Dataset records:
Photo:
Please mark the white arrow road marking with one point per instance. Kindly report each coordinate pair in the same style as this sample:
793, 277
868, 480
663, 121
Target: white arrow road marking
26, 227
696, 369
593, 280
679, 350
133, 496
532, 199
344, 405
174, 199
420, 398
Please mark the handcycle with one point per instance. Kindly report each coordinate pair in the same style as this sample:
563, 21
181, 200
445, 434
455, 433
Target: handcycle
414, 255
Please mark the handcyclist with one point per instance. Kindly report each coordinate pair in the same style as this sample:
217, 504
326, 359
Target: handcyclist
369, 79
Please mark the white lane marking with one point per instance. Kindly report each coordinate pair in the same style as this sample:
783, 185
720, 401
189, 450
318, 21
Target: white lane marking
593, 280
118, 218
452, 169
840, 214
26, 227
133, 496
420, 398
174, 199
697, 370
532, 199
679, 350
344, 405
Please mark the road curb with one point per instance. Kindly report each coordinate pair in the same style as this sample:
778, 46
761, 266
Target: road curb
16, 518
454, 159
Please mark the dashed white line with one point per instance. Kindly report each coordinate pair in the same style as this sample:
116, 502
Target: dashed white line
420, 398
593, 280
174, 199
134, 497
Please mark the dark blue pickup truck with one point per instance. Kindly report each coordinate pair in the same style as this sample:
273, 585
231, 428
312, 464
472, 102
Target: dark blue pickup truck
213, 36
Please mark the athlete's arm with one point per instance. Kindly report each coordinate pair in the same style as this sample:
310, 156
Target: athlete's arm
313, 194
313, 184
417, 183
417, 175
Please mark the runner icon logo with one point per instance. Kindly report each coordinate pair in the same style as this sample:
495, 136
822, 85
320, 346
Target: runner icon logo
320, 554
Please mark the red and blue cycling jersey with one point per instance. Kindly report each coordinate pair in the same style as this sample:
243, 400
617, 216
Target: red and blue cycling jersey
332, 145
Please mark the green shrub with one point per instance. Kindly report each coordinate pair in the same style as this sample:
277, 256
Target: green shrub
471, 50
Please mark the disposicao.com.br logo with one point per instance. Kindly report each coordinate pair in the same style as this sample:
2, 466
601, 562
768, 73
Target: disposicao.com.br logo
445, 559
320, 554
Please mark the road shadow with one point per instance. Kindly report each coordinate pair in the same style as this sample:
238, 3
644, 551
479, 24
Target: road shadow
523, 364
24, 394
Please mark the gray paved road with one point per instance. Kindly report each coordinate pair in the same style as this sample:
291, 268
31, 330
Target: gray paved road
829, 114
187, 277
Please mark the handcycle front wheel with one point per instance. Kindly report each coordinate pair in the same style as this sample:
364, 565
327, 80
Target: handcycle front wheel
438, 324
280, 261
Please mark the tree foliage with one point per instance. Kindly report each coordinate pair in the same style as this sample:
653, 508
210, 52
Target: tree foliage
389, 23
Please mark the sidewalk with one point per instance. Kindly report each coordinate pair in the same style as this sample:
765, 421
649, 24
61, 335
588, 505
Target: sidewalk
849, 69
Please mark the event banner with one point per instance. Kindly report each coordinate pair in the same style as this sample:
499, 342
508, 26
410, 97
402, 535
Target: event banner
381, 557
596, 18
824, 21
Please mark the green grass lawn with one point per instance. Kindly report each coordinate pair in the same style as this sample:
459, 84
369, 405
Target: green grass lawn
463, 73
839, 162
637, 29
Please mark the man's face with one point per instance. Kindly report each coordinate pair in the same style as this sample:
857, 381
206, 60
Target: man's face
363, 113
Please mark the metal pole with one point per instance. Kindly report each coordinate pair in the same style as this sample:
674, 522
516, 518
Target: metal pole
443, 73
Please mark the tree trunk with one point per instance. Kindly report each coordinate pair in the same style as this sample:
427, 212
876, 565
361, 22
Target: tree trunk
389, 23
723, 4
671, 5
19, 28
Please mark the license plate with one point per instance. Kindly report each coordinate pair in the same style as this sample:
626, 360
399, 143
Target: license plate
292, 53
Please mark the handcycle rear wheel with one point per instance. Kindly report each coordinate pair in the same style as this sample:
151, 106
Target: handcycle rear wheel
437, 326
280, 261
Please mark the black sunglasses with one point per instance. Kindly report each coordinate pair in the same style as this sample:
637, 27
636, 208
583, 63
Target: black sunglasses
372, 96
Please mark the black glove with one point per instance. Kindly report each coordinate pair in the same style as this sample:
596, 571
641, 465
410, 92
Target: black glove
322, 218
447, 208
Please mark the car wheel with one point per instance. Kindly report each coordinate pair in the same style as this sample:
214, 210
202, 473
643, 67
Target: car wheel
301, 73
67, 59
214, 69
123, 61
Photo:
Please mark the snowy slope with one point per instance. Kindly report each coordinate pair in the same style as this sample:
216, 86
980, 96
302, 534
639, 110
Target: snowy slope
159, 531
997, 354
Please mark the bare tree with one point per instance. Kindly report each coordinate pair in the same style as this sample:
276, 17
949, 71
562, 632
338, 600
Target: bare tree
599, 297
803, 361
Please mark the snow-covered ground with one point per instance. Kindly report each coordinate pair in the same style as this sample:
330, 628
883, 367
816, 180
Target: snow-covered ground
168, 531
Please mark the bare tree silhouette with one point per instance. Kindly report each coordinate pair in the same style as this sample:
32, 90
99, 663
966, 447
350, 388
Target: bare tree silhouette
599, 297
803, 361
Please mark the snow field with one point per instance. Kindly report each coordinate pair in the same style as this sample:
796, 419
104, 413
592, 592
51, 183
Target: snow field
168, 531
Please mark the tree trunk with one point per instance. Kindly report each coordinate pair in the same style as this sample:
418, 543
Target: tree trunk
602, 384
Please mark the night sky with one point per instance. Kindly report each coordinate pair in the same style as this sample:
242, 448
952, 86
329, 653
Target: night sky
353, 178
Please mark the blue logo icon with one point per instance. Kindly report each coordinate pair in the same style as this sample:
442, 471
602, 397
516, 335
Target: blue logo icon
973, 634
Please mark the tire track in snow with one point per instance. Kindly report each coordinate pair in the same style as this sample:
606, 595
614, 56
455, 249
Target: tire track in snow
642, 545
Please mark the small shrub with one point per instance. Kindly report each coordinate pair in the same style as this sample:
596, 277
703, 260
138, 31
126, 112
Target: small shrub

What is asked: Beginning at the line where "Please mark the bare tree silhouette" appears, extract each line through the end of the data above; keep them exact and include nothing else.

Result of this exercise:
Please mark the bare tree silhouette with one point per instance. Kindly report each coordinate pair in the same style as this sample:
32, 90
99, 663
966, 447
350, 388
Target: bare tree silhouette
599, 297
803, 361
Please mark the snow field with one point per instance. Kindly report each coordinate pair in the same style as this sample:
796, 419
104, 413
592, 592
51, 183
Target: snow field
168, 531
Please mark the tree trunk with one point per instance. Kindly report each coordinate pair in the same style as this sample:
418, 543
Target: tree trunk
602, 384
Please mark the night sky with one point per instance. Kindly report each coordinate pair in the same style as this sample:
242, 448
952, 86
329, 653
Target: night sky
353, 178
Please mark the blue logo icon with one point per instance. Kindly report each coordinate pair in the same style as this sample:
442, 471
602, 397
516, 335
Target: blue logo icon
973, 634
Please mark the tire track in snow with one point per instance. Kindly report each coordinate pair in the same style as this sample:
606, 595
614, 56
455, 249
Target: tire track in snow
642, 545
Please mark the small shrub with one point per instance. Kindly report each coordinate pair in the same style as this sample:
596, 277
703, 260
138, 31
126, 112
Target: small shrub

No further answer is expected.